» **Task goal**
Scan the listing below for the word "with" and copy every line where it occurs.

» **Data supplied**
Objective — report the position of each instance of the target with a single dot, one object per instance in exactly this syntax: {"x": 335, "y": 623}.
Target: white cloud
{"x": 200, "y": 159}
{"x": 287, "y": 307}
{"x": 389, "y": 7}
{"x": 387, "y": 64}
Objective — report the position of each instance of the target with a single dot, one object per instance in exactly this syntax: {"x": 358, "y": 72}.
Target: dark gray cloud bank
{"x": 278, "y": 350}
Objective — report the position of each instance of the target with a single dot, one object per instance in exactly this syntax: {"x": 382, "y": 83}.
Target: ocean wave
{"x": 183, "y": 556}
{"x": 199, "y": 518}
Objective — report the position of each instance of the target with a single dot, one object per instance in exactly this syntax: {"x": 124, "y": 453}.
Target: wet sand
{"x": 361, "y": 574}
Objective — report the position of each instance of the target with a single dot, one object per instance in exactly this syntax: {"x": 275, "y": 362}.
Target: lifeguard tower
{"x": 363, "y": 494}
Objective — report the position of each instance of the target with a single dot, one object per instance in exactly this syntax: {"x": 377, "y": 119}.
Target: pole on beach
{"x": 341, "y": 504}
* * *
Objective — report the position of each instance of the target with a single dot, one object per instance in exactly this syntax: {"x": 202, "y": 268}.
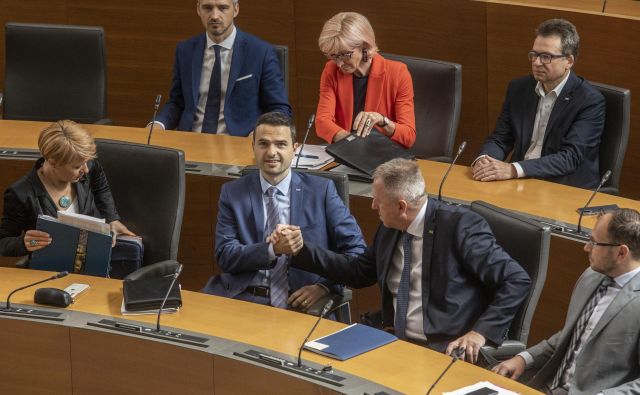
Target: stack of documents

» **Result of the exercise**
Objective — report the position of each instance of the target with a single dot, one object per instance in exactly this syntax: {"x": 335, "y": 623}.
Objective — report the position of each instance of the target with a single dot, one object per instance in exactly this syntax: {"x": 358, "y": 72}.
Objective — report the position of each instance of the target with a single dot, one object per instance in exactly this syntax: {"x": 382, "y": 83}.
Objective — report the position of each instance of the target with a single dot, one object per instance in exactly this syntax: {"x": 124, "y": 453}.
Objective — report the position of each instance of the target with a single dot, one object per instance in exactly this syntax: {"x": 275, "y": 362}.
Objective — report the position of each instance of the target with a single dot, one object per instance in exactly this syntax: {"x": 377, "y": 119}.
Objective — report the position of each instance of the target with a single dot, one object per instance in exactly this syntax: {"x": 202, "y": 268}.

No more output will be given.